(Stored data)
****************

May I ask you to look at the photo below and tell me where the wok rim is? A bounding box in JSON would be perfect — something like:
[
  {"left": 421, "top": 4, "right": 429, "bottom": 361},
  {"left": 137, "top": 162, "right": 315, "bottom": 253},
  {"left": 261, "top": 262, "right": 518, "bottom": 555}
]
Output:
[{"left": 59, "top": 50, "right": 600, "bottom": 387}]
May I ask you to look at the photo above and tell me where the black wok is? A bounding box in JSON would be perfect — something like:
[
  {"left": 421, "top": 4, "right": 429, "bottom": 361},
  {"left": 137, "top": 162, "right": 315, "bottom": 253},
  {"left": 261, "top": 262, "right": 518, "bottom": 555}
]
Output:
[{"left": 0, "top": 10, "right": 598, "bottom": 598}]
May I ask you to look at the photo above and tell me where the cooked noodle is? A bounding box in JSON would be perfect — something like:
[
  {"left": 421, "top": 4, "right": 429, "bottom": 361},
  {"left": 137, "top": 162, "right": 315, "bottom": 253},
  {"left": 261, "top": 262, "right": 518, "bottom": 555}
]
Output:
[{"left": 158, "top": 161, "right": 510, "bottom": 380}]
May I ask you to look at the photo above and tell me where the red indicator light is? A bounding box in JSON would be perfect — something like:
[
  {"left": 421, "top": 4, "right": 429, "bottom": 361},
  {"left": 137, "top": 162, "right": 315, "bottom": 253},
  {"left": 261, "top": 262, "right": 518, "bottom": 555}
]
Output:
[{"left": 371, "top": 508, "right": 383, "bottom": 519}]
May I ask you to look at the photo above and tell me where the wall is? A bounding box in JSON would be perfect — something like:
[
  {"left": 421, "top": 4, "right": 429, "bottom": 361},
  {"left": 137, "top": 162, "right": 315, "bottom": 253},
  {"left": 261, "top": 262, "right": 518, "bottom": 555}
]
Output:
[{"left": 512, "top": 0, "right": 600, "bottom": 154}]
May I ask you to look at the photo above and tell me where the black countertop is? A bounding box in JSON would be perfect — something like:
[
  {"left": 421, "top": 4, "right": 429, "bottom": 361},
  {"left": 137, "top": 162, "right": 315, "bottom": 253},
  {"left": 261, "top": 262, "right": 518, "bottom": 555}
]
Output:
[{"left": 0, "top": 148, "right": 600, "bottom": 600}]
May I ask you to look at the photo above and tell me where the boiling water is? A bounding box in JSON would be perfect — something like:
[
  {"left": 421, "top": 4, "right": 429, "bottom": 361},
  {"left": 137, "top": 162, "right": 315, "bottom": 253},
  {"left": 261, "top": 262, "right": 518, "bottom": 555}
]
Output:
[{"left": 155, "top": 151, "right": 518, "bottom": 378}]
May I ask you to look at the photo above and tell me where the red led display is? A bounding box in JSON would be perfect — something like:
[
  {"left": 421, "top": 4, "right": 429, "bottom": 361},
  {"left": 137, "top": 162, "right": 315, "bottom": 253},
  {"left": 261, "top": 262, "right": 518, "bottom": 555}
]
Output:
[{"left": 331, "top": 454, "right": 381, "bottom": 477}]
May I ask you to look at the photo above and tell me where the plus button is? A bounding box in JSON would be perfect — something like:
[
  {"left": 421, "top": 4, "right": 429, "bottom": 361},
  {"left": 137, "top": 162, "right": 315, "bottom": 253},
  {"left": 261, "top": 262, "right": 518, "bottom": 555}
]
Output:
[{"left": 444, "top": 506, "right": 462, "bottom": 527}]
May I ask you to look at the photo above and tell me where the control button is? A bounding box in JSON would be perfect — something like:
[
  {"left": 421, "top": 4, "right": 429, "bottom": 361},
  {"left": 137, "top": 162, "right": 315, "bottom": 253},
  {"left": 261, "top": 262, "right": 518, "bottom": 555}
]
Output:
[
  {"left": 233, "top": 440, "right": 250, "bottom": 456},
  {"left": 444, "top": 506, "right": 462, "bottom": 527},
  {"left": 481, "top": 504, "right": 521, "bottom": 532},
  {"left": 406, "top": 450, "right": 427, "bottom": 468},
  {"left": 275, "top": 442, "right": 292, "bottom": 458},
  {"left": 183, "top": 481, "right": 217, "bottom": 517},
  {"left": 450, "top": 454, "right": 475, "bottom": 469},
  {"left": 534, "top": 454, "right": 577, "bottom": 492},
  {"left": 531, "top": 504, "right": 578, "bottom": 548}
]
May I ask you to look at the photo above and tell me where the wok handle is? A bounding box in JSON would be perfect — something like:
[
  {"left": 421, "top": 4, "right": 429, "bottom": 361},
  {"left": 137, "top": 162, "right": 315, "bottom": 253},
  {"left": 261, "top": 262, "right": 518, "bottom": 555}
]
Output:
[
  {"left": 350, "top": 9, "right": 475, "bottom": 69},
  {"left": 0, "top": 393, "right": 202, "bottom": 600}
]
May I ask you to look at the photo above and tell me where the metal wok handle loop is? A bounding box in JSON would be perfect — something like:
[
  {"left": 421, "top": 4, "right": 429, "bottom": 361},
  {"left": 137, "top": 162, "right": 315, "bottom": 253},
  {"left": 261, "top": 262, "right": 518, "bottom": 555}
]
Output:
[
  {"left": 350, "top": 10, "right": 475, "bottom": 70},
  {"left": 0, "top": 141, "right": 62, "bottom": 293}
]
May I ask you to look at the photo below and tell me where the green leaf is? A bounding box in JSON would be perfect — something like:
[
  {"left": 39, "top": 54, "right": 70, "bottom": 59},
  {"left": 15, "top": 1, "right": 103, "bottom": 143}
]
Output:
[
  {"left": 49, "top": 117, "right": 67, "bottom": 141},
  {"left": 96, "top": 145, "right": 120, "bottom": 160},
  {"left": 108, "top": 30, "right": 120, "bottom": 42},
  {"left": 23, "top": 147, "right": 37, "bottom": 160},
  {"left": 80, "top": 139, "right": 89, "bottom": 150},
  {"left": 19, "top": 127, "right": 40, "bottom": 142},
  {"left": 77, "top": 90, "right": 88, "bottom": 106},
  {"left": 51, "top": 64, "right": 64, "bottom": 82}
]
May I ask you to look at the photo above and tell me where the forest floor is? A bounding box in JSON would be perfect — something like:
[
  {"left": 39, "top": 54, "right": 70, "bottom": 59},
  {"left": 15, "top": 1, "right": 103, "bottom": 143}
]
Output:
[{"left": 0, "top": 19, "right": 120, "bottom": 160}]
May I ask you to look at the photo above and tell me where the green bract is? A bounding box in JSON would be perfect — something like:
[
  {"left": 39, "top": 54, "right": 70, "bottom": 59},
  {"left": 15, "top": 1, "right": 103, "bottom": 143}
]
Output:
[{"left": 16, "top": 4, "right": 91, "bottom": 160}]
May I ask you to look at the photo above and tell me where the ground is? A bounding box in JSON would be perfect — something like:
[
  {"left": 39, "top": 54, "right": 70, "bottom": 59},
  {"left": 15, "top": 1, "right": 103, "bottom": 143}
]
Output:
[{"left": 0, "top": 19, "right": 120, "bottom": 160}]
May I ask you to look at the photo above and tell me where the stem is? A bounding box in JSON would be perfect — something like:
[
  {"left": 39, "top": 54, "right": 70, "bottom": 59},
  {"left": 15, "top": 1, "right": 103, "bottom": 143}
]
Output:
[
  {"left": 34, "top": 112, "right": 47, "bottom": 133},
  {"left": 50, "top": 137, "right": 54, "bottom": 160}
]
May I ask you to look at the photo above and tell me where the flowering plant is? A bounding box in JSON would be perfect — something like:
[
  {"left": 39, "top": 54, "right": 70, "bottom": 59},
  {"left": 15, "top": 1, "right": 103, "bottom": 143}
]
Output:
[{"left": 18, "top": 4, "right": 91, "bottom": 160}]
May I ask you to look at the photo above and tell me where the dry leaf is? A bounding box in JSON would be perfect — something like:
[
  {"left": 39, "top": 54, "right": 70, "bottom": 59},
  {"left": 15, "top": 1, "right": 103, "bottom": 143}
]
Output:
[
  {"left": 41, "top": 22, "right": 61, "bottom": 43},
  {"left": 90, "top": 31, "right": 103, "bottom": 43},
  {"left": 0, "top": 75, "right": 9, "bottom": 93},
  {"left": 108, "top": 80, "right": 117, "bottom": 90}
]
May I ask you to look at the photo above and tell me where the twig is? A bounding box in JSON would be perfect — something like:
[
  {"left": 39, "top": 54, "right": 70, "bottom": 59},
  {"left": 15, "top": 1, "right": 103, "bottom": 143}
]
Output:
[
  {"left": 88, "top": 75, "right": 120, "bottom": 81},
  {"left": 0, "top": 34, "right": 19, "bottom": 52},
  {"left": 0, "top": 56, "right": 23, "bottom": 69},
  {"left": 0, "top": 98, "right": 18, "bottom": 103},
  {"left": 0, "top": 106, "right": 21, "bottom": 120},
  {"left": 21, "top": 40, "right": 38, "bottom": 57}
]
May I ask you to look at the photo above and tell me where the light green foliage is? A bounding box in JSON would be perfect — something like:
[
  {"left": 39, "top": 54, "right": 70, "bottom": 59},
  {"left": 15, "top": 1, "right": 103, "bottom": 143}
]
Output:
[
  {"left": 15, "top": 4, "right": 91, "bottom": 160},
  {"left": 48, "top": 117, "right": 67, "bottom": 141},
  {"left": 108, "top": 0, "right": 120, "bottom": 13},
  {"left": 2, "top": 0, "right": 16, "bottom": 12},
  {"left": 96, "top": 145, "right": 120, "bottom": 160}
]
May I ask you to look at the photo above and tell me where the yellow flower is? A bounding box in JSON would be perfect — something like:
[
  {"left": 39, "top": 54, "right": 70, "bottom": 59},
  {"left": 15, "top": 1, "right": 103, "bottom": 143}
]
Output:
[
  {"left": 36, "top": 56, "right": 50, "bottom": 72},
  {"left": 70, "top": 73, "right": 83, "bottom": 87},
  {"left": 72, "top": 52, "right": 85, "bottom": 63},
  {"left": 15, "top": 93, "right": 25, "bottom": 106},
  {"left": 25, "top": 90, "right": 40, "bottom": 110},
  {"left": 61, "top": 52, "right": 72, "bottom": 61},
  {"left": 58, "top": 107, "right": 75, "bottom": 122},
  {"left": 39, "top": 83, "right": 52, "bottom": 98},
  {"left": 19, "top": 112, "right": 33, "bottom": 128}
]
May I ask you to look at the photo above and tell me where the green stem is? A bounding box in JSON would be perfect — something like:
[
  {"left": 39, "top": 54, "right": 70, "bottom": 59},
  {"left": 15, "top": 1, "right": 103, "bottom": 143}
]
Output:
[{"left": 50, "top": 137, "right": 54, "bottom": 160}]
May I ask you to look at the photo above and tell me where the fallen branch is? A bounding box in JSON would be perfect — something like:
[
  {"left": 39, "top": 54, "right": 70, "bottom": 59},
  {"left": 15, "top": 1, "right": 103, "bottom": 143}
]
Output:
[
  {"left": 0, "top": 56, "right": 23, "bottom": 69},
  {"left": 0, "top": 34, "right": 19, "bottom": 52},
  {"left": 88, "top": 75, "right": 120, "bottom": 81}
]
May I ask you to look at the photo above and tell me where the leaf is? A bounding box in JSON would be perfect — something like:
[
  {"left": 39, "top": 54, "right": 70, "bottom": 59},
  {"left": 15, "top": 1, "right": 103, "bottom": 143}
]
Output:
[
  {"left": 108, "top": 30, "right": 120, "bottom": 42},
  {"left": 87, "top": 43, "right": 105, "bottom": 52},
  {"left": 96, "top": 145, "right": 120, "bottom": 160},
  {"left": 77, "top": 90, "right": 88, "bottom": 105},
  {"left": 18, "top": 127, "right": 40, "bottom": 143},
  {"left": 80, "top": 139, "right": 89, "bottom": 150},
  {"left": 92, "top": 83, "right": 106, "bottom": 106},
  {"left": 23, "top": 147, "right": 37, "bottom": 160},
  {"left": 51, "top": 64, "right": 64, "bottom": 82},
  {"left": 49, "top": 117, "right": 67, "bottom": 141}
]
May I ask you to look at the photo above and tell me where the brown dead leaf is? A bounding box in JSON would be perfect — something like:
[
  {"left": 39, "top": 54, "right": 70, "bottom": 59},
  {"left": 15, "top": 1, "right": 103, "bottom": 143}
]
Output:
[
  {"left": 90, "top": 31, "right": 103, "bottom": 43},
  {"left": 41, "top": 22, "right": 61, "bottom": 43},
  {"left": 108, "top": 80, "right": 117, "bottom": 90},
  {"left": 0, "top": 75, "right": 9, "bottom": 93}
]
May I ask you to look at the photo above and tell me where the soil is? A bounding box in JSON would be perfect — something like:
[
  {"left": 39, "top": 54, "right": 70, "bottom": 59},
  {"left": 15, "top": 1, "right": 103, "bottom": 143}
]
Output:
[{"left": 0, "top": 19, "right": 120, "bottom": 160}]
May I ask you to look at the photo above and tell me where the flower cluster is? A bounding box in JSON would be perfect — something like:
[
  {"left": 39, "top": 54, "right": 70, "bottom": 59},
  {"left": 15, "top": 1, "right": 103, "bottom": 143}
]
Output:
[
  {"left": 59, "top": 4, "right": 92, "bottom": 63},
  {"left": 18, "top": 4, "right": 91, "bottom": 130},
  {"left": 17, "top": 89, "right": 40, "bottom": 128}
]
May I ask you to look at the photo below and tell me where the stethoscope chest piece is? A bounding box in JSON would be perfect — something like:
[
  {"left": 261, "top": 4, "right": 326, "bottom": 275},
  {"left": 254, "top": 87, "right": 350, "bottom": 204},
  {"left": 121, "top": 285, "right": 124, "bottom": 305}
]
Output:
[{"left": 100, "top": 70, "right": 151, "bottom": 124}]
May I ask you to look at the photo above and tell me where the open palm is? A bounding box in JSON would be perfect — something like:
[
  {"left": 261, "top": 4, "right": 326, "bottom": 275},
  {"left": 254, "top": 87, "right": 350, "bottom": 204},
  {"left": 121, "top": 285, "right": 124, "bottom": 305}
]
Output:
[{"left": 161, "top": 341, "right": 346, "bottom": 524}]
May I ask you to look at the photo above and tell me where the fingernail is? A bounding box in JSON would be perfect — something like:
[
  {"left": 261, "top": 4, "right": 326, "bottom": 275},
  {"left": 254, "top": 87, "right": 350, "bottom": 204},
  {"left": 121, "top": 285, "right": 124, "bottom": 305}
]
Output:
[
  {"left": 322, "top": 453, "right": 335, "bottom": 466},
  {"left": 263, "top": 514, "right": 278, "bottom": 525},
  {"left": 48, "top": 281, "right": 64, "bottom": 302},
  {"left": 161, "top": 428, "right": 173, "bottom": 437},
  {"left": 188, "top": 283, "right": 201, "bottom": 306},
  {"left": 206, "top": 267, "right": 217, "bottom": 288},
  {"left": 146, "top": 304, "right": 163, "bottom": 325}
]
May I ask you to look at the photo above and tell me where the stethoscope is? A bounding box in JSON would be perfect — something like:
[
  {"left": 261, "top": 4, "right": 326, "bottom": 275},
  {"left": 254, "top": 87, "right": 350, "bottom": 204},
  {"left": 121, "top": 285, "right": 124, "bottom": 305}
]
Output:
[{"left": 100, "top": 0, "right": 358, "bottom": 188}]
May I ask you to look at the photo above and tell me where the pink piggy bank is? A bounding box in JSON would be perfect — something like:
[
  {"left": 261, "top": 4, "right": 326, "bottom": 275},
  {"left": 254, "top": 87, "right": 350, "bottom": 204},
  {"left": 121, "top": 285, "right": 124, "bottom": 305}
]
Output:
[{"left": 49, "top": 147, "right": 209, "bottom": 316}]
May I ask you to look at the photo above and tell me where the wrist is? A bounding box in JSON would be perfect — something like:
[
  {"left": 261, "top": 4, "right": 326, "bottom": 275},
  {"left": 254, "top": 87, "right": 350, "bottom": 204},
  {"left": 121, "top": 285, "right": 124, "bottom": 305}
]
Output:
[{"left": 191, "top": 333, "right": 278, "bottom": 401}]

****************

### Exercise prompt
Return the line that contains "where the open" along with every line after it through the end of the entries, exactly, adding nothing.

### Answer for the task
May I ask you to look at the photo above and tell me where the open palm is? A bounding box in JSON would be perfect — something like:
[
  {"left": 261, "top": 4, "right": 326, "bottom": 275},
  {"left": 254, "top": 87, "right": 350, "bottom": 204},
  {"left": 121, "top": 285, "right": 124, "bottom": 305}
]
Output:
[{"left": 161, "top": 341, "right": 346, "bottom": 524}]
May I ask you to look at the photo above and tell me where the fingernail is? A bounding box in JSON would be perfect — something like:
[
  {"left": 261, "top": 4, "right": 326, "bottom": 275},
  {"left": 254, "top": 87, "right": 350, "bottom": 204},
  {"left": 121, "top": 285, "right": 124, "bottom": 305}
]
Output:
[
  {"left": 322, "top": 453, "right": 335, "bottom": 466},
  {"left": 263, "top": 514, "right": 278, "bottom": 525},
  {"left": 48, "top": 281, "right": 64, "bottom": 302},
  {"left": 161, "top": 428, "right": 173, "bottom": 437},
  {"left": 188, "top": 283, "right": 201, "bottom": 306},
  {"left": 206, "top": 267, "right": 217, "bottom": 288},
  {"left": 146, "top": 304, "right": 163, "bottom": 325}
]
May I ask you to look at the photo above and tell me where the stethoscope is? A bounding box in JSON would be perfect — something like:
[
  {"left": 261, "top": 4, "right": 326, "bottom": 275},
  {"left": 254, "top": 87, "right": 350, "bottom": 204},
  {"left": 121, "top": 285, "right": 124, "bottom": 305}
]
Output:
[{"left": 100, "top": 0, "right": 358, "bottom": 188}]
May I ask you to look at the photo above and tell me where the pink piggy bank is? A bounding box in JSON would be perfect — something like:
[
  {"left": 261, "top": 4, "right": 326, "bottom": 275},
  {"left": 254, "top": 87, "right": 350, "bottom": 204},
  {"left": 121, "top": 285, "right": 124, "bottom": 305}
]
Output:
[{"left": 49, "top": 147, "right": 209, "bottom": 316}]
May I ask you to look at the photo above and tell me where the wrist is? A bounding box in JSON would be perfect — something like:
[
  {"left": 261, "top": 4, "right": 326, "bottom": 275},
  {"left": 254, "top": 87, "right": 350, "bottom": 204},
  {"left": 121, "top": 285, "right": 124, "bottom": 305}
]
Output:
[{"left": 191, "top": 333, "right": 278, "bottom": 401}]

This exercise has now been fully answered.